─── Provided material
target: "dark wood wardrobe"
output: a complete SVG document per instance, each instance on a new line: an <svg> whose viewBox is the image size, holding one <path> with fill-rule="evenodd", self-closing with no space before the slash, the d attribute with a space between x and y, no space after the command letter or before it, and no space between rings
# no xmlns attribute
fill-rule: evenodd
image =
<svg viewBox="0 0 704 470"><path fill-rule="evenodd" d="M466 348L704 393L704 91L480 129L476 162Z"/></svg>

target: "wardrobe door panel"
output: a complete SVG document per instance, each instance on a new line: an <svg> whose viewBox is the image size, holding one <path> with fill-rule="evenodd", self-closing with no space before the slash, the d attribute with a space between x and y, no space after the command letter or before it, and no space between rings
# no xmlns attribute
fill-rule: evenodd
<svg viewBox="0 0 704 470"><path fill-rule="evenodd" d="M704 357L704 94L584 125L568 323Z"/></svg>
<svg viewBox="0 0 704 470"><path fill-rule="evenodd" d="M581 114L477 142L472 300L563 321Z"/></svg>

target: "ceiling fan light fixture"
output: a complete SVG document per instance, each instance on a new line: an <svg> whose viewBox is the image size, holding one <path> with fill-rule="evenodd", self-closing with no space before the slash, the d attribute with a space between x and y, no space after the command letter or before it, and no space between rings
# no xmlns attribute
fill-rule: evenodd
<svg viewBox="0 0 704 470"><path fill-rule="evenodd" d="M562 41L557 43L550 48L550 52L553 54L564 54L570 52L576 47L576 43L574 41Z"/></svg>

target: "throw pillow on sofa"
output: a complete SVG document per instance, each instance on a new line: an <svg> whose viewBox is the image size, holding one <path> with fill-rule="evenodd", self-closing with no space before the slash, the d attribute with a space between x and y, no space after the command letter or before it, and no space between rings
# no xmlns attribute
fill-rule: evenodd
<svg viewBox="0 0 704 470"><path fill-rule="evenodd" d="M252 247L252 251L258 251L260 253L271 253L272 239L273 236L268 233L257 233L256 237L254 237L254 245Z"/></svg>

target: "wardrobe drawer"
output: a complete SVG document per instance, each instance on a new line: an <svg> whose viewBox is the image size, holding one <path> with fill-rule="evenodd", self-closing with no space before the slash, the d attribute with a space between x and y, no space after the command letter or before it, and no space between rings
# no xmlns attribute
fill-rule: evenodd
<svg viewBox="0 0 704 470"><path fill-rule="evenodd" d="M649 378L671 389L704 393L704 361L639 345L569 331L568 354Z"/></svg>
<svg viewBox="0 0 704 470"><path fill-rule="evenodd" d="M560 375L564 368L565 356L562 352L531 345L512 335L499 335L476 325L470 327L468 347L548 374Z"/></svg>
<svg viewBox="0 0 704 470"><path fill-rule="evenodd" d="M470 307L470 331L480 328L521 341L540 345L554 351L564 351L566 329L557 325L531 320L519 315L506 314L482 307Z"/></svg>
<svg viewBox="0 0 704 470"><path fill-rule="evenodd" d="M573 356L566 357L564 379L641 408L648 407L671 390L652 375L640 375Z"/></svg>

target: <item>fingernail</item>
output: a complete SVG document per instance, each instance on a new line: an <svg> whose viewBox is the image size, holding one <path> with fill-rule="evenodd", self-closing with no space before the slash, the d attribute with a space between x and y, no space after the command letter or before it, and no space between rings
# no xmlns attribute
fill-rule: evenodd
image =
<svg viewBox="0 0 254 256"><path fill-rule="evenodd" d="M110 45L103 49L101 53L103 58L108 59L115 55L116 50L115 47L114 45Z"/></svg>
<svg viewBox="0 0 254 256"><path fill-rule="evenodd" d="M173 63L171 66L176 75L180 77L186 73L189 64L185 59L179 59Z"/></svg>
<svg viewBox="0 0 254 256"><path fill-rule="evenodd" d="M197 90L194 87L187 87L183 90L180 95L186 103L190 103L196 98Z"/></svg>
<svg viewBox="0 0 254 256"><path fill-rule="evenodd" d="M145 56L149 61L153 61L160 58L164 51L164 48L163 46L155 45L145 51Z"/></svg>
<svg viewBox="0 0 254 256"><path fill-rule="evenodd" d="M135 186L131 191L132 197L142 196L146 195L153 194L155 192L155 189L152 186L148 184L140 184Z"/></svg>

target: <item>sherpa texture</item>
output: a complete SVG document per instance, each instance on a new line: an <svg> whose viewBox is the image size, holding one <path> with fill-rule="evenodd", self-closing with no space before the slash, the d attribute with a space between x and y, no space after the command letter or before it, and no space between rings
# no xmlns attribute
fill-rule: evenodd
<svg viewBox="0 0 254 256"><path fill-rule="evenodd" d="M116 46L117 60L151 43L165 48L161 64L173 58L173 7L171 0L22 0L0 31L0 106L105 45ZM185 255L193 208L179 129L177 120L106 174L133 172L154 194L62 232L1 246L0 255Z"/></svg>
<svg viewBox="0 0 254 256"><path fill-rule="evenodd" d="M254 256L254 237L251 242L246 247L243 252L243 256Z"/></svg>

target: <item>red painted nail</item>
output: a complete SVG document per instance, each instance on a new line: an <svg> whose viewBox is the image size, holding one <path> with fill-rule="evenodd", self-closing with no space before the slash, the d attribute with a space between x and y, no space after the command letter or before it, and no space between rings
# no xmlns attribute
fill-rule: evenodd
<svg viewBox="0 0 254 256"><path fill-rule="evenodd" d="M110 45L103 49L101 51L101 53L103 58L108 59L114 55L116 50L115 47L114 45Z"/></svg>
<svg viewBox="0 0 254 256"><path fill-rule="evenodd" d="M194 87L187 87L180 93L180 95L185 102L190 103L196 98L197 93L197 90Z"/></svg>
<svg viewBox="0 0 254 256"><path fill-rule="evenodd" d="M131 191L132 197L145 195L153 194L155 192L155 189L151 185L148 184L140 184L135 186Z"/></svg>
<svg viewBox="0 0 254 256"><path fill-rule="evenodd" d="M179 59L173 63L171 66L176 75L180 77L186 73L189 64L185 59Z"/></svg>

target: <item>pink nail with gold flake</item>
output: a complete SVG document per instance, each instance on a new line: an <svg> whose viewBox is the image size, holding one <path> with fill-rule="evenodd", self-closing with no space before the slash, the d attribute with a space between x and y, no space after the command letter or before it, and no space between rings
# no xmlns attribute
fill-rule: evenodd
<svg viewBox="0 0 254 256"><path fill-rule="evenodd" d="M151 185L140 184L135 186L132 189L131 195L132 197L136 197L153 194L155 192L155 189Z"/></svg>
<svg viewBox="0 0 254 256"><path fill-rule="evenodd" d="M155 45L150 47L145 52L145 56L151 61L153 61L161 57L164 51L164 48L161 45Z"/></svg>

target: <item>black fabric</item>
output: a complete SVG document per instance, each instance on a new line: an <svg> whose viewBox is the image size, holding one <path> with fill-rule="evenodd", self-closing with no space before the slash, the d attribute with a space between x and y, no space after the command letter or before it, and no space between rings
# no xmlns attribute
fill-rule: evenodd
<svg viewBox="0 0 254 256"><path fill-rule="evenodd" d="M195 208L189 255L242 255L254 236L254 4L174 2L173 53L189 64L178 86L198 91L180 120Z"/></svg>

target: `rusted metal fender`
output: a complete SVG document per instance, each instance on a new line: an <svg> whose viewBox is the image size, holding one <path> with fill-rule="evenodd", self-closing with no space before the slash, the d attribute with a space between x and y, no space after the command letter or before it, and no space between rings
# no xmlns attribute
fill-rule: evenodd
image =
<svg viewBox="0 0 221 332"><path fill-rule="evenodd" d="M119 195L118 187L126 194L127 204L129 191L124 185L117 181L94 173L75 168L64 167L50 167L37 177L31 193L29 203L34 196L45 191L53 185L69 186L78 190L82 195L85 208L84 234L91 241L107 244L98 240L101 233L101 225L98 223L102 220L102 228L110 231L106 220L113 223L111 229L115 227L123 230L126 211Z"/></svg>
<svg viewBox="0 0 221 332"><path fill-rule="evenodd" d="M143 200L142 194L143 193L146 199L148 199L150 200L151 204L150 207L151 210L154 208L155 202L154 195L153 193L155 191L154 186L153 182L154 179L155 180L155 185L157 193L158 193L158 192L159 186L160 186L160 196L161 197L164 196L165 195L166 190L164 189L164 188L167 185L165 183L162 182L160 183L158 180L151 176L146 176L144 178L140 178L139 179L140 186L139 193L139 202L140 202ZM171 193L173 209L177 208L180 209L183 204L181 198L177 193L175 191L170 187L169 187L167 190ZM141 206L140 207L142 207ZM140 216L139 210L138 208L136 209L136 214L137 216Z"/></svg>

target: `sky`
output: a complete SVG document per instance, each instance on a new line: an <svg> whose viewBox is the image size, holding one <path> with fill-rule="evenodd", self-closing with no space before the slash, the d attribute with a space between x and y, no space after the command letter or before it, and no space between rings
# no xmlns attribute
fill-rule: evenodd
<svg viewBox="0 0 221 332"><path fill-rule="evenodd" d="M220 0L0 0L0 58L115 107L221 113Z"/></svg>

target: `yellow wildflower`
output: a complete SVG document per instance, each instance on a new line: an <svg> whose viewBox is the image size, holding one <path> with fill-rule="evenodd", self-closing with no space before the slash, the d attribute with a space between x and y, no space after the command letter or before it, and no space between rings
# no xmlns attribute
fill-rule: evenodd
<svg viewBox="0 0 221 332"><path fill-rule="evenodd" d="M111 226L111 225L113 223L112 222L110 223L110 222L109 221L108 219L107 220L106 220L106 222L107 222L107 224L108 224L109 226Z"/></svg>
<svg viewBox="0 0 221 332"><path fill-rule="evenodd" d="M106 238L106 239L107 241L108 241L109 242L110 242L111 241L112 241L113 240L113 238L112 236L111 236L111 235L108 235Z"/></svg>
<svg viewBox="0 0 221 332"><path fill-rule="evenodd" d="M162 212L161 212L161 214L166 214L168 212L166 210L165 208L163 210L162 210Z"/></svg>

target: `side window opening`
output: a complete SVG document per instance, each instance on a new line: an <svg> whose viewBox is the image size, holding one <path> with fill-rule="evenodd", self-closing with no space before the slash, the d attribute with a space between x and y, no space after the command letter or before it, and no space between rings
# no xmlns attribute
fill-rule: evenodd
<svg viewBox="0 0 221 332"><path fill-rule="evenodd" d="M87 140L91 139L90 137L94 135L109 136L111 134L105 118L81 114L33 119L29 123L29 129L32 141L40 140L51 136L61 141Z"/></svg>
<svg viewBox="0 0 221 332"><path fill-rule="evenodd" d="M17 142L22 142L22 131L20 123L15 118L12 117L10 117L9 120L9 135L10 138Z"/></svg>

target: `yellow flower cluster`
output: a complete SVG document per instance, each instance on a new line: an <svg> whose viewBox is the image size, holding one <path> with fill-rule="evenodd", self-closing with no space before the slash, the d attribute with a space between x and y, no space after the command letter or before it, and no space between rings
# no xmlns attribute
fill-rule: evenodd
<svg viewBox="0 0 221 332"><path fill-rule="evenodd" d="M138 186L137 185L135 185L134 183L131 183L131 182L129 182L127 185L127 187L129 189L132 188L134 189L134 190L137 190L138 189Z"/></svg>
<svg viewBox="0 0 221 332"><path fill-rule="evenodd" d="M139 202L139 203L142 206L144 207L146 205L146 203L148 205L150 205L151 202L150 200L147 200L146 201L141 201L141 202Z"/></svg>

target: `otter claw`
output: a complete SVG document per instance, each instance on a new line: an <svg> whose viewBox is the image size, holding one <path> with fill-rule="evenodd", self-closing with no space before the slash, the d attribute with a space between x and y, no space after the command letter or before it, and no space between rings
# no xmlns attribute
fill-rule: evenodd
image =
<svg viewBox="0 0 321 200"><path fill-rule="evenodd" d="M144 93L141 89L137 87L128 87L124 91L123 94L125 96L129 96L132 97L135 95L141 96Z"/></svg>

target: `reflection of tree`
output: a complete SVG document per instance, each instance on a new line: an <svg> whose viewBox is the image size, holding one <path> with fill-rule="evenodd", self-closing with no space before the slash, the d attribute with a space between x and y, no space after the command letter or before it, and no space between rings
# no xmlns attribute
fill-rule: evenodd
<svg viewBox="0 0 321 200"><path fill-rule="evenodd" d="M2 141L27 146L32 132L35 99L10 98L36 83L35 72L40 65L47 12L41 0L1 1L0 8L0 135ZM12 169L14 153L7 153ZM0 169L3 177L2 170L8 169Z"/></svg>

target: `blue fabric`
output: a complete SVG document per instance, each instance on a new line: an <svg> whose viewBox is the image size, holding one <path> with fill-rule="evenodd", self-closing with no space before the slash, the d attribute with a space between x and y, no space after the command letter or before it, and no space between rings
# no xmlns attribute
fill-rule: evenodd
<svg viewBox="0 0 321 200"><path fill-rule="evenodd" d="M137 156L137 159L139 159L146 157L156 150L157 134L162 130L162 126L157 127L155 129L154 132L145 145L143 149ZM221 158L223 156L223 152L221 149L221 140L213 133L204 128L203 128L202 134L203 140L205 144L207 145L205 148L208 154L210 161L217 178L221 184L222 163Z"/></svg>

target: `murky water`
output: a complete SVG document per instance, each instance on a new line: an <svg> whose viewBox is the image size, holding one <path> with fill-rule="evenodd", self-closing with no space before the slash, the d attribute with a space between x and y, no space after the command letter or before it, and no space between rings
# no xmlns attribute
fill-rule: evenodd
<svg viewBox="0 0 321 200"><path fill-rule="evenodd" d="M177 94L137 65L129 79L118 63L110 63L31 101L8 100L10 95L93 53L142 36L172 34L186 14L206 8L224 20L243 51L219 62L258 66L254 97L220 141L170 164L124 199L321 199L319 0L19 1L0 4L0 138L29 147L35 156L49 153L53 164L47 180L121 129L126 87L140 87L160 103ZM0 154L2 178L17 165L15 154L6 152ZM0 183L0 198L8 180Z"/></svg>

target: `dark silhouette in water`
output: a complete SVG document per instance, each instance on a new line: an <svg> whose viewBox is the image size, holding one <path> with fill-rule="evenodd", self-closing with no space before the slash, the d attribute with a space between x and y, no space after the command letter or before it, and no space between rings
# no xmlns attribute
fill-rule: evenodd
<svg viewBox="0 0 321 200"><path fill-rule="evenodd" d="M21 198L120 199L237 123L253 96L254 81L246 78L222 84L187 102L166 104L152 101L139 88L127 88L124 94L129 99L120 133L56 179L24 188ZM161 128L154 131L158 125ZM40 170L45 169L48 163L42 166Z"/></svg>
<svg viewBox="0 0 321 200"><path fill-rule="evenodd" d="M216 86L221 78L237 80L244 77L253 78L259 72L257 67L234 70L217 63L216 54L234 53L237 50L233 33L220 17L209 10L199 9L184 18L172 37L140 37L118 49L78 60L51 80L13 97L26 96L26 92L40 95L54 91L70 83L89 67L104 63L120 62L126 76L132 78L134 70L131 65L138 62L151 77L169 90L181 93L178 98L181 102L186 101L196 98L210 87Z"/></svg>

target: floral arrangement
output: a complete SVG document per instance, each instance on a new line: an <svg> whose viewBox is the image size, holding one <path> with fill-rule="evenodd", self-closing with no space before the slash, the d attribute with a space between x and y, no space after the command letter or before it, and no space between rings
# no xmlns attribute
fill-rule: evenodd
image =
──────
▶ [What is needed]: Copy out, character for character, the lines in the entries above, starting with the line containing "target: <item>red painted nail</item>" and ending with the line containing "45L103 49L101 51L101". Include both of those lines.

▶ [Task answer]:
target: <item>red painted nail</item>
output: a complete SVG document per instance, each instance on a new line: an <svg> whose viewBox is the image size, holding one <path> with fill-rule="evenodd", self-closing with no space before the slash, the d attribute with a space between x and y, no space after the command letter or before it, and no space between rings
# no xmlns attribute
fill-rule: evenodd
<svg viewBox="0 0 254 256"><path fill-rule="evenodd" d="M110 45L103 49L101 51L101 53L103 58L108 59L114 55L116 50L115 47L114 45Z"/></svg>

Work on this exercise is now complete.